▸ SHORT TASK 1: Reproduce the part of the excerpt on handling variables in R starting with "Overly Complicated Variable" and going on through "many other languages.".

▸ EXTRACT PROVIDED:

Begin

Inconsistent Ways to Analyze Multiple Variables
One of the first functions beginners typically learn is summary(x). As you might guess, it gets summary statistics for the variable x. That’s simple enough. You might guess that to analyze two variables, you would just enter summary(x, y). However that’s wrong because many functions in R, including this one, accept only single objects. The solution is to put those two variables into a single object such as a data frame: summary(data.frame(x,y)). So the generalization you need to make is not from one variable to multiple variables, but rather from one object (a variable) to another object (a dataset).
If that were the whole story, it would not be that hard to learn. Unfortunately, R functions are quite inconsistent in both what objects they accept and how many. In contrast to the summary example above, R’s max function can accept any number of variables separated by commas. However, its cor function cannot; they must be in a data frame. R’s mean function accepts only a single variable and cannot directly handle multiple variables even if they are in a single data frame. These inconsistencies simply need to be memorized.
Overly Complicated Variable Naming and Renaming Process
People are often surprised when they learn how R names and renames its variables. Since R stores the names in a character vector, renaming even one variable means that you must first locate the name in that vector before you can put the new name in that position. That’s much more complicated than the simple newName=oldName form used by many other languages.
While this approach is more complicated, it offers great benefits. For example, you can easily copy all the names from one dataset into another. You can also use the full range of string manipulations (such as regular expressions) allowing you to use many different approaches to changing names. Those are capabilities that are either impossible or much more difficult to perform in other languages.
If the data are coming from a text file, I recommend simply adding the names to a header line at the top of the file. If you need to rename them later, I recommend the dplyr package’s rename function. You can convert to R’s built-in approach when you need more flexibility.
Poor Ability to Select Variables
Most data analysis packages allow you to select variables that are next to one another in the data set (e.g. A–Z or A TO Z), that share a common prefix (e.g. varA, varB,…) or that contain numeric suffixes (e.g. x1-x25, not necessarily next to one another). R generally lacks a built-in ability to make these selections easily. While shortcuts for those aren’t built into R, it does offer far more flexibility in variable selection than other software when you use a bit of additional programming. However, those shortcuts and more are provided by the dplyr package’s “select” function.
Too Many Ways to Select Variables
If variable x is stored in mydata and you want to get the mean of x, most software only offers you one way to do that, such as “var x;" in SAS. In R, you can do it in many different ways:
summary(mydata$x) summary(mydata$"x") summary(mydata["x"]) summary(mydata[,"x"]) summary(mydata[["x"]]) summary(mydata) summary(mydata[,1]) summary(mydata[]) with(mydata, summary(x)) attach(mydata) summary(x) summary(subset(mydata, select=x)) library("dplyr") summary(select(mydata, x)) mydata %>% with(summary(x)) mydata %>% summary(.$x) mydata %$% summary(x)

End

▸ SHORT TASK 2: Gather every line of the entries below that contains the string "stone", and copy each one.

▸ DATA SHOWN:
Begin

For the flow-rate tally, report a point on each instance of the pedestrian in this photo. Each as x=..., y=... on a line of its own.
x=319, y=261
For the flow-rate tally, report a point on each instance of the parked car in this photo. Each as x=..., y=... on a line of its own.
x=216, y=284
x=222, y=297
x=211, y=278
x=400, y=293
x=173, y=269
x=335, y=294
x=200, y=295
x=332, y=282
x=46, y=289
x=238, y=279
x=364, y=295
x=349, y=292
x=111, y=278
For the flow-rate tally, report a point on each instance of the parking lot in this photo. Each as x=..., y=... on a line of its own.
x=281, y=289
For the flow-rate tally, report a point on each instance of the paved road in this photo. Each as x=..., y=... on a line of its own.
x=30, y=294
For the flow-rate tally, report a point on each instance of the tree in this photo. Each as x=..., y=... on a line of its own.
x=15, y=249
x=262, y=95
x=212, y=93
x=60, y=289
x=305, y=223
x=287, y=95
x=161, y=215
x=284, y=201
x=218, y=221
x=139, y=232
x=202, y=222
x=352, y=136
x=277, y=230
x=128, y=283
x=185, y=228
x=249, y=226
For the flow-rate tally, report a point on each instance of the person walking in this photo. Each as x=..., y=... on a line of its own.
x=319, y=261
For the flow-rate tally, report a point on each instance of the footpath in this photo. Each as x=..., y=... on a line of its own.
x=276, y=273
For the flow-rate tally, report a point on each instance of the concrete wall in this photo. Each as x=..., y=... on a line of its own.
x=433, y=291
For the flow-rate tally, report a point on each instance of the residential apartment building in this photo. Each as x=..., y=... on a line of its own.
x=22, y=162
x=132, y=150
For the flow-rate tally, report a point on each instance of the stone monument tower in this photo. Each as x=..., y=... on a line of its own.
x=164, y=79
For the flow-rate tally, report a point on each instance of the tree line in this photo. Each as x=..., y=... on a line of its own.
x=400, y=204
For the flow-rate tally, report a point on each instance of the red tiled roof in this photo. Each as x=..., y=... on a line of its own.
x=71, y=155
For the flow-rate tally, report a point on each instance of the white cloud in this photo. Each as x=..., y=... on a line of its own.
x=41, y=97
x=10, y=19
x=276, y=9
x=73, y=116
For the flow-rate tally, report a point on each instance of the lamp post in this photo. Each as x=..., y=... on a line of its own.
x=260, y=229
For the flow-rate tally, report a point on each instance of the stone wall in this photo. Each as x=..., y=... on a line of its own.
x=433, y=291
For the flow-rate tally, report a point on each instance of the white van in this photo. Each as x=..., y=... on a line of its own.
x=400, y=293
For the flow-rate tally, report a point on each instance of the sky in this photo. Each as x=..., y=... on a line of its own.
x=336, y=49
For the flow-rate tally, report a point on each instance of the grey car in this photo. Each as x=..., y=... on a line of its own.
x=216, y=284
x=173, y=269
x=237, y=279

End

▸ FINAL ANSWER 1:
Overly Complicated Variable Naming and Renaming Process
People are often surprised when they learn how R names and renames its variables. Since R stores the names in a character vector, renaming even one variable means that you must first locate the name in that vector before you can put the new name in that position. That’s much more complicated than the simple newName=oldName form used by many other languages.

▸ FINAL ANSWER 2:
For the flow-rate tally, report a point on each instance of the stone monument tower in this photo. Each as x=..., y=... on a line of its own.
For the flow-rate tally, report a point on each instance of the stone wall in this photo. Each as x=..., y=... on a line of its own.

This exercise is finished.